[Excerpts of location labeling data]
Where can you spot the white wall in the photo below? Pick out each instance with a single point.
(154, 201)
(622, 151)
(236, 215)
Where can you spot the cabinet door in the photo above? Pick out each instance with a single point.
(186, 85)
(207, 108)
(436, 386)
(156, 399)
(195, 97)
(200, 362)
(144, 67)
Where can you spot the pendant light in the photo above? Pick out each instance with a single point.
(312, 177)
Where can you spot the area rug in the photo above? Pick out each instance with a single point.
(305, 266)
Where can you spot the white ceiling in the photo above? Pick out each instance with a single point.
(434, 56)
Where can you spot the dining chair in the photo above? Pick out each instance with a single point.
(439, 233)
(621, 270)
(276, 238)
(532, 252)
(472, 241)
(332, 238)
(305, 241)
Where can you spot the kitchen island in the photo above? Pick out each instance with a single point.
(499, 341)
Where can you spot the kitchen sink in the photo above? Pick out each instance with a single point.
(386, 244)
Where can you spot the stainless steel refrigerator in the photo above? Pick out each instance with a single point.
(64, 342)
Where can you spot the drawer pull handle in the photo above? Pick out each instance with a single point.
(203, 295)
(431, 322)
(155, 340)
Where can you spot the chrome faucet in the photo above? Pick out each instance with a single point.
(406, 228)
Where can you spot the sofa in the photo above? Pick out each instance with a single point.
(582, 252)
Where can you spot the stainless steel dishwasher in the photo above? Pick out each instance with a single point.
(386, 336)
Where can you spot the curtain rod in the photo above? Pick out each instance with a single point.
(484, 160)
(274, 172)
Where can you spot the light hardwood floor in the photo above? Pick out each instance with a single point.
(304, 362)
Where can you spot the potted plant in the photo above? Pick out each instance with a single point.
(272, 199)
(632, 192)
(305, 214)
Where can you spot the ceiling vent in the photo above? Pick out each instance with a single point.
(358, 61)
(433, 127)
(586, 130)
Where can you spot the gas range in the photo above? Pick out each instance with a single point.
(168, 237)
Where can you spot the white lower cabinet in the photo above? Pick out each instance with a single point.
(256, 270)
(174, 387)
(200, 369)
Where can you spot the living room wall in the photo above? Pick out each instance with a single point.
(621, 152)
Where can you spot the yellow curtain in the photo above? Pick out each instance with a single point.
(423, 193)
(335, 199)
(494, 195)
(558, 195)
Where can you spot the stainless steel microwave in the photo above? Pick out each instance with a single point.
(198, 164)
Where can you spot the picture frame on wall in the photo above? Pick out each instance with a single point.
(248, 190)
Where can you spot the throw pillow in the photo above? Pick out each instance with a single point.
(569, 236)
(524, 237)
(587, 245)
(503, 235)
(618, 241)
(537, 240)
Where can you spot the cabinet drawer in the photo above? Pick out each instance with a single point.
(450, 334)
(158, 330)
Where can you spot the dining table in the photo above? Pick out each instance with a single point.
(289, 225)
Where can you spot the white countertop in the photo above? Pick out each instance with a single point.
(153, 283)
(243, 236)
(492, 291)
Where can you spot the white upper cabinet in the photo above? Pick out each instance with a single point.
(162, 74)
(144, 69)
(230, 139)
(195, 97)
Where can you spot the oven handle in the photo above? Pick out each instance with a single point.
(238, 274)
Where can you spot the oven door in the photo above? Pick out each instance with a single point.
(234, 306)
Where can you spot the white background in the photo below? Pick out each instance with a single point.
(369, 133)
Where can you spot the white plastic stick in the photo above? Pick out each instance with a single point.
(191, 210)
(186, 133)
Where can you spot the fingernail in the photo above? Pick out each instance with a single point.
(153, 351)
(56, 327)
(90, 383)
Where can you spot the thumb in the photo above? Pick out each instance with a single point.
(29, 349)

_Required work_
Can you reproduce the listing above, swapping every "a single point" for "one point" and leaving everything else unchanged?

_Exercise output_
Where can you spot the white wall in the photo below? Pick out each instance with one point.
(154, 201)
(622, 151)
(236, 215)
Where can you spot the cabinet door in the photo above? Pick out each instance with one point.
(186, 85)
(207, 108)
(436, 386)
(156, 399)
(195, 97)
(200, 362)
(144, 67)
Where can you spot the pendant light in the photo above? Pick out each instance with one point.
(312, 177)
Where can you spot the area rug in the photo above? Pick out each instance with one point.
(305, 266)
Where can you spot the white ceiling in the photo above? Pick out each instance with one point.
(434, 56)
Where can you spot the dining chair in the photo above? Pick out each instance with one point.
(439, 233)
(621, 270)
(276, 238)
(532, 252)
(472, 241)
(332, 238)
(305, 241)
Where can you spot the kitchen island in the photo above? Pick out each instance with one point.
(499, 341)
Where can you spot the kitchen sink in the photo above? Pick out each instance with one point.
(386, 244)
Where can you spot the stainless steel refrigerator in the photo above? Pick out each instance with one point.
(64, 342)
Where can you spot the drawer pull handle in the photo above? Pick out each instance with one point.
(203, 295)
(431, 322)
(155, 340)
Where can you spot the chrome faucet in the photo above? Pick out each instance with one point.
(406, 228)
Where can you spot the sofa in the photo above? Pick out each instance with one point.
(582, 252)
Where can you spot the stainless steel dishwasher in the photo above? Pick out each instance with one point.
(386, 336)
Where can you spot the curtain rod in the photo above? Pick out each instance with one point.
(484, 160)
(274, 172)
Where can you spot the light hardwood floor in the photo above? Pick out each instance with one point.
(304, 362)
Where can you spot the potted plant in the photo above? Pick out each instance with one point.
(272, 199)
(632, 192)
(305, 214)
Where can you spot the ceiling vent in the photo above? Pick out each instance with one point.
(358, 61)
(433, 127)
(586, 130)
Where can you spot the gas range in the photo above? Pick out each instance with one point.
(168, 237)
Where can you spot the white lower cabinet in the photo above? Pick out each instance with one point.
(256, 270)
(174, 387)
(200, 369)
Where can you spot the living room wall in the photo above? Pick out each instance with one point.
(621, 152)
Where can you spot the yellow curtain in the photo above? Pick out each instance with one point.
(423, 193)
(335, 199)
(494, 195)
(558, 195)
Where can you spot the stainless steel microwave in the photo above? Pick out each instance with one point.
(198, 164)
Where can you spot the picture frame on wall in the photo above? Pick out each instance with one point.
(248, 190)
Where can you spot the throw pillow in the photo above? Pick out each instance with one point.
(569, 236)
(524, 237)
(587, 245)
(503, 235)
(618, 241)
(537, 240)
Where can you spot the cabinet drawer in the photo above? Pick out each instance with one point.
(450, 334)
(158, 330)
Where can you spot the dining table in the photo above? Pick out each instance with one point.
(289, 225)
Where can you spot the white countertop in the photo above? Pick out each instance with one point.
(153, 283)
(243, 236)
(492, 291)
Where can you spot the white upper cabinet in the photo above? Pick out each instance with one point.
(162, 74)
(144, 69)
(230, 139)
(195, 97)
Where can you spot the oven handle in the photo above? Pick out each instance with one point.
(238, 274)
Where can you spot the oven door in the photo above? Pick out each instance with one point.
(234, 306)
Where can you spot the white background in the photo below? Pick out each instance with one point.
(369, 133)
Where can you spot the white plastic stick in the photo above? Pick out each instance with one point.
(191, 210)
(186, 133)
Where can you spot the fingernail in the photo above? Pick out each instance with one point.
(153, 351)
(56, 327)
(90, 383)
Where can you spot the thumb in the photo above? Pick out each instance with one point.
(29, 349)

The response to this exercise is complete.